Document extract:
####################

For those with the worst cases of Covid-19, this is the harsh reality. Patients are unable to see or speak with their families; their families are unable to say “I love you” one last time.
That was the situation Harvey Rickles and his family faced when his mother-in-law, 89-year-old Margie Ulman, was admitted to the ICU.
He says Ulman was “fiercely independent” and very much still full of life. She was activity involved in real estate and completed her last sale on March 5. Once in the ICU, however, her condition quickly deteriorated.
Unable to visit her because of the restrictions on visitors, her physician, Dr. Joanne Kuntz, director of palliative care at Emory University Hospital in Atlanta, suggested they set up a Zoom conference call. Dr. Kuntz set up the equipment in the hospital and Ulman’s children, grandchildren and great grandchildren throughout the country were able to come together and visit her at a time she needed it the most.
“We all really appreciate that we could visit with her and talk to her until almost the very end,” Rickles told CNN.
Dr. Kuntz wrote in a personal essay that it’s moments like this when health care turns into human care.
“One of the most important questions we ask is, ‘If time were short, what would be most important to you? How would you want to spend it?'” she writes. “The answer we hear time and again is this: ‘I want to spend it with my family, my children, my grandchildren.'”
And the only answer to that right now is through technology.
After only three days in the hospital, Ulman died. Rickles says Dr. Kuntz’s gesture helped give his family an opportunity that a lot of others might not be getting right now, a chance to say goodbye.
“We felt that it provided a lot of relief. It gave us an opportunity to see her and have contact with her and share our thoughts with her,” Rickles said. “It was cathartic.”
Pivot to giving
Stories like this motivated Sara Rodell.
She received a text message from a friend asking for help finding tablets, laptops, phones or other devices that could be donated to hospitals in order to connect patients to their families. The friend heard about the problem from a nurse.
“The nurse was seeing patients pass away without getting the chance to say goodbye to their loved ones,” Rodell told CNN. “I feel like everything is making you cry these days, but that was just very emotional.”

####################

Extracted material:
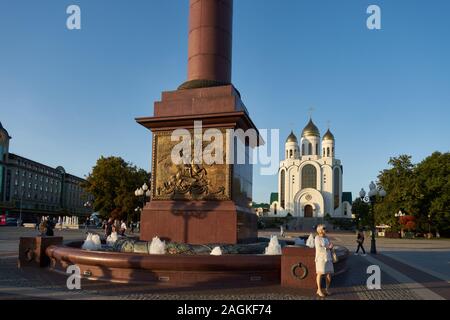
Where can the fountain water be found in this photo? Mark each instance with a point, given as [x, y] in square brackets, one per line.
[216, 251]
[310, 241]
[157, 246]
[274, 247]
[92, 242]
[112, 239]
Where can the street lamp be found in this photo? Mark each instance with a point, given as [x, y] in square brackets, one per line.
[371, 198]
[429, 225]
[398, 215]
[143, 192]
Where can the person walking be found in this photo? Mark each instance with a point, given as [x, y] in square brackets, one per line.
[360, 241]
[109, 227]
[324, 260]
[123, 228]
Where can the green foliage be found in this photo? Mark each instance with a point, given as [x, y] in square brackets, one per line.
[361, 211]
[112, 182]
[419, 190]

####################

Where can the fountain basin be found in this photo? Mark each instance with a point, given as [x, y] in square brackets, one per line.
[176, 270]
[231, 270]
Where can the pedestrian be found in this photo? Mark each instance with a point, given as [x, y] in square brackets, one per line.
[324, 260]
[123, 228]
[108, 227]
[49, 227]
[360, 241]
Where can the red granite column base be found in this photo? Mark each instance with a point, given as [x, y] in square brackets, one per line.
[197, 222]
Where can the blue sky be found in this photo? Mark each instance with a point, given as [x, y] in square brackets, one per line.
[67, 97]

####################

Assignment: Can you edit the stretch of the Covid-19 article from "And the only" through "to say goodbye." so that "technology" reads "video calls"?

Task output:
And the only answer to that right now is through video calls.
After only three days in the hospital, Ulman died. Rickles says Dr. Kuntz’s gesture helped give his family an opportunity that a lot of others might not be getting right now, a chance to say goodbye.